### REQUEST
Express the lines below, from the line containing "task: trace the outline of the blue" through the end of the records, as a JSON list of strings, with one string per line and blank lines omitted.

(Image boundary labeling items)
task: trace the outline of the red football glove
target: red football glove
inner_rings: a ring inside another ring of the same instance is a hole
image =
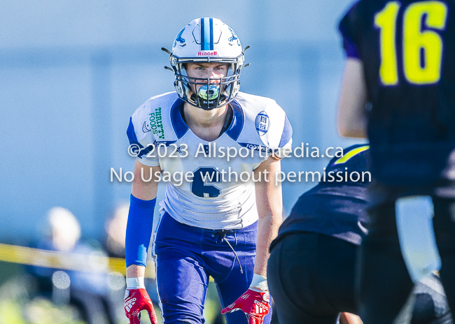
[[[152,300],[144,288],[127,289],[125,292],[125,314],[128,324],[141,324],[140,311],[146,310],[152,324],[158,324]]]
[[[268,291],[256,291],[250,288],[232,304],[221,311],[221,314],[240,309],[246,315],[248,324],[262,324],[269,314],[270,304]]]

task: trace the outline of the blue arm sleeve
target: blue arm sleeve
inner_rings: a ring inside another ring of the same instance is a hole
[[[147,251],[153,227],[153,210],[156,198],[142,200],[132,194],[130,199],[125,252],[127,267],[131,265],[147,265]]]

### THE COMPLETED TASK
[
  "task: trace the outline of the blue arm sleeve",
  "target: blue arm sleeve",
  "inner_rings: a ring inside another ring of the same instance is a hole",
  "[[[147,251],[153,227],[153,210],[156,198],[142,200],[132,194],[130,199],[125,252],[127,267],[131,265],[147,265]]]"
]